A notoriedade da vespa grandona fez com que muita gente aprendesse que as espécies podem ampliar suas áreas originais de distribuição e que isso não é absolutamente incomum. Ao contrário, muitas espécies tendem a migrar e ocupar territórios novos. Recentemente, está se acompanhando com muita atenção, por exemplo, o movimento migratório do coiote (Canis latrans – Carnivora: Canidae) rumo ao sul. O versátil predador norte-americano já se espalhou pela América Central, ultrapassou o Canal do Panamá e está prestes a colocar suas quatro patas na América do Sul, fato que tem preocupado os defensores de nossa biodiversidade.
Muitas outras espécies animais recebem uma ajudinha extra para alcançar novos ares – ajuda essa que, quase sempre, tem o dedo dos humanos. Alguns insetos são introduzidos de propósito com alguma finalidade específica, como o combate de pragas; mas a maioria mesmo é obra do acaso e da imprudência. Assim, alguns dos insetos que você mais comumente encontra em sua casa não são brasileiros natos. É o caso de algumas baratas, moscas, mosquitos, pulgas e traças – certamente ninguém os convidou, mas eles vieram.

[Exercícios]
• a. De acordo com o texto sobre a expansão das espécies, que canal o coiote já ultrapassou em seu movimento rumo ao sul?
• b. Transcreva o trecho do texto sobre a expansão das espécies que começa em "A notoriedade da" e termina em "de nossa biodiversidade.", incluindo estas últimas palavras.
A listagem não é necessária para resolver os exercícios.

[Dados fornecidos]

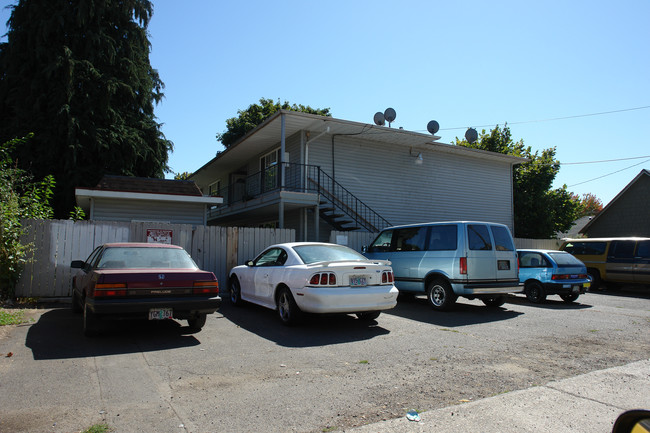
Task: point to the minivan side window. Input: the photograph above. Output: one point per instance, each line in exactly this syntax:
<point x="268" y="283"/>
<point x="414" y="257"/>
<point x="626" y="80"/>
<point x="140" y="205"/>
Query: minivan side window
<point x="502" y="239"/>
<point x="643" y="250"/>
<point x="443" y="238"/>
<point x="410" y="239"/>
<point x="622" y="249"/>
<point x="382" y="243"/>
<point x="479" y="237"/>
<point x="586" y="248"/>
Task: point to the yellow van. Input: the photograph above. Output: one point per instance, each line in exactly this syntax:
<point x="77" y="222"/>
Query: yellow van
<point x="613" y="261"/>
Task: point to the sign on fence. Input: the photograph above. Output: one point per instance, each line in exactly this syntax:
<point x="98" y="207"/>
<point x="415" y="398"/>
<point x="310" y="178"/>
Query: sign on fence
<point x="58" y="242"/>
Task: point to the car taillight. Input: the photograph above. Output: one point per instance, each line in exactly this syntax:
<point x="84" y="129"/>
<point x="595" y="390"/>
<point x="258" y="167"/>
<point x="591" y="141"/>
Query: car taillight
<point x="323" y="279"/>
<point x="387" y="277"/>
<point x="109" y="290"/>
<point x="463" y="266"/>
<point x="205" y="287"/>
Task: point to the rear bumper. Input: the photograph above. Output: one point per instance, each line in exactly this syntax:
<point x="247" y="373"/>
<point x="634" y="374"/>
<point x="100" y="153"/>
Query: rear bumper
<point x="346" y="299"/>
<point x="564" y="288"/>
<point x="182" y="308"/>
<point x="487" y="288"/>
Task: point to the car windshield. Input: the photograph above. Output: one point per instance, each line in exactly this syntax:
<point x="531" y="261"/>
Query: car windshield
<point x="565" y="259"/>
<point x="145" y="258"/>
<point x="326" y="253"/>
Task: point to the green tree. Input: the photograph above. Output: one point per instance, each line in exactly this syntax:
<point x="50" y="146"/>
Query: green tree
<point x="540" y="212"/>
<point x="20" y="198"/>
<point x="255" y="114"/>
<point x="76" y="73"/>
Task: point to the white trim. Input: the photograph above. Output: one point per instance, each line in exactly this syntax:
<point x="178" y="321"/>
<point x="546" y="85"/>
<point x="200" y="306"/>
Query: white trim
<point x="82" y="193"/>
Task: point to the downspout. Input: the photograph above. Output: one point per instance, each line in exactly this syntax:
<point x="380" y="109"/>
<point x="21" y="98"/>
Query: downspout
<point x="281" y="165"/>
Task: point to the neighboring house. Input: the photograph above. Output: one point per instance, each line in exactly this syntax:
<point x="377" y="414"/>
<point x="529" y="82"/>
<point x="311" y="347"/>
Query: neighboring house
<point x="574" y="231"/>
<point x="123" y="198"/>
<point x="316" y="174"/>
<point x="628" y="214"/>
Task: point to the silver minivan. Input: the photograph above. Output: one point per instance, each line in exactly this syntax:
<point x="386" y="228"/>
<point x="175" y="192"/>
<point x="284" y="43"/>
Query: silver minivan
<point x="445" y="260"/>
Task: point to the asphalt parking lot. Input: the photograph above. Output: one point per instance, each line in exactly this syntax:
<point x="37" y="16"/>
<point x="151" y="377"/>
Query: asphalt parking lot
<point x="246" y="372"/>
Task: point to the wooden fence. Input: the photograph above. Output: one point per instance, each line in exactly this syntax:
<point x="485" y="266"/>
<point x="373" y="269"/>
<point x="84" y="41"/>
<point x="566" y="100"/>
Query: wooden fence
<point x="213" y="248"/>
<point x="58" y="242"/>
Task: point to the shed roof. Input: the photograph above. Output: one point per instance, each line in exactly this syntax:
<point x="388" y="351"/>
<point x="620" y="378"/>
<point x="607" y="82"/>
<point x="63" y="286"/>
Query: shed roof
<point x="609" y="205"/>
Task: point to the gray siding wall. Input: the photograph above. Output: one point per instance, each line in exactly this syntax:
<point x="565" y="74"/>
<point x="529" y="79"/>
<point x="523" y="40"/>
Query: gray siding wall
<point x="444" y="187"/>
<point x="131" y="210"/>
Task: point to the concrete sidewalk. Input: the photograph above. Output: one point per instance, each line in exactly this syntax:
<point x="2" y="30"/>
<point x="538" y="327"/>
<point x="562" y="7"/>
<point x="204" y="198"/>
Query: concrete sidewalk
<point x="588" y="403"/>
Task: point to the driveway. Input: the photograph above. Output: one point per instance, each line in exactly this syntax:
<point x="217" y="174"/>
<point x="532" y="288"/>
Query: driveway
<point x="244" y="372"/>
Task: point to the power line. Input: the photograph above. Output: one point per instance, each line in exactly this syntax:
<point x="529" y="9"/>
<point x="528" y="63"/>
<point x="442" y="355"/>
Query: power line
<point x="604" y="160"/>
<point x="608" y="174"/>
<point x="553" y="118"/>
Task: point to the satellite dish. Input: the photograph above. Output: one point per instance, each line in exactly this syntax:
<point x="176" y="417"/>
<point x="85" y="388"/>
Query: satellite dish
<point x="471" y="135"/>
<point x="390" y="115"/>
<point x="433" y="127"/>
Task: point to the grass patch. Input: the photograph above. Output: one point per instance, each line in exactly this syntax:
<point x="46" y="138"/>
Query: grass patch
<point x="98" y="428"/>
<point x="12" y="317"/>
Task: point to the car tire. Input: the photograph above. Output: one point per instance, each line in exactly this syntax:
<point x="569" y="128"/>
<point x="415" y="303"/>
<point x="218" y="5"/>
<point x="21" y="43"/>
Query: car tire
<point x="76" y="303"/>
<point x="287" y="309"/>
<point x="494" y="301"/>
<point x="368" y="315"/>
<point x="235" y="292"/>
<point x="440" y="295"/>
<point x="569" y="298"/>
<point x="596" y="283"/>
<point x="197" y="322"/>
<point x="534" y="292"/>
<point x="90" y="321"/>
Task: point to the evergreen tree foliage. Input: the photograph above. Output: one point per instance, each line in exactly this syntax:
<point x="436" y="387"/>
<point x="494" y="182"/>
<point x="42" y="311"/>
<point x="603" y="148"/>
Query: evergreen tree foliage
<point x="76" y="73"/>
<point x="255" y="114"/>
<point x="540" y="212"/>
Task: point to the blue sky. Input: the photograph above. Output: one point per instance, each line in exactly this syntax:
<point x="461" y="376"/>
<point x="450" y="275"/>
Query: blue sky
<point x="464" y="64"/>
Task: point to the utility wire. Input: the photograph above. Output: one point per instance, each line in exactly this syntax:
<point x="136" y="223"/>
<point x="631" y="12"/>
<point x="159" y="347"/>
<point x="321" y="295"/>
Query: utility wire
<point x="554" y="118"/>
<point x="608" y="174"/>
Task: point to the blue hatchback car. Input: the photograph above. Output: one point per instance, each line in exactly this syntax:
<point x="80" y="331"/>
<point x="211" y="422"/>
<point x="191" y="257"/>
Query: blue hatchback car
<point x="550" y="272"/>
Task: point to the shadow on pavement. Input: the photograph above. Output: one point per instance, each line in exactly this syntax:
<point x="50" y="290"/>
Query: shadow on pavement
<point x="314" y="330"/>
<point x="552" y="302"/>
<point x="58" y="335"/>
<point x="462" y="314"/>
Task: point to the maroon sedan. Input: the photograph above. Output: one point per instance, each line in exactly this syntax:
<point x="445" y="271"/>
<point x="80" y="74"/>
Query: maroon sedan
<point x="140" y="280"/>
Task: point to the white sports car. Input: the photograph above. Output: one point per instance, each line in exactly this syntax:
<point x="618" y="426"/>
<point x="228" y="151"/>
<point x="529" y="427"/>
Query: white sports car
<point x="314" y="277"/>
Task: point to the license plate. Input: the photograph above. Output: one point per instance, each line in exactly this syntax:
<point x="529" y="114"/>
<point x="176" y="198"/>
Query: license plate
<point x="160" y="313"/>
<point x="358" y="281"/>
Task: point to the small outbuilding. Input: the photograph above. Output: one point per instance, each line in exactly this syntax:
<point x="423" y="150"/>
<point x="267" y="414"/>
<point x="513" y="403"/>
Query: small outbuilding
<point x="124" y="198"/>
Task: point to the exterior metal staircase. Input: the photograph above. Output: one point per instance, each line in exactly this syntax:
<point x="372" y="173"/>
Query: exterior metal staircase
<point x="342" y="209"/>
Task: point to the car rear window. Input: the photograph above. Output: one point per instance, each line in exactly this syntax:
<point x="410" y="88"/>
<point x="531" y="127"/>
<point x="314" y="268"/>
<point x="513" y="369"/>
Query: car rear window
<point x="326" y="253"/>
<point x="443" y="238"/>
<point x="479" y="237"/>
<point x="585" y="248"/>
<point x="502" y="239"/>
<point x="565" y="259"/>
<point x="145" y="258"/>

[Respostas]
• a. O Canal do Panamá.

• b.
A notoriedade da vespa grandona fez com que muita gente aprendesse que as espécies podem ampliar suas áreas originais de distribuição e que isso não é absolutamente incomum. Ao contrário, muitas espécies tendem a migrar e ocupar territórios novos. Recentemente, está se acompanhando com muita atenção, por exemplo, o movimento migratório do coiote (Canis latrans – Carnivora: Canidae) rumo ao sul. O versátil predador norte-americano já se espalhou pela América Central, ultrapassou o Canal do Panamá e está prestes a colocar suas quatro patas na América do Sul, fato que tem preocupado os defensores de nossa biodiversidade.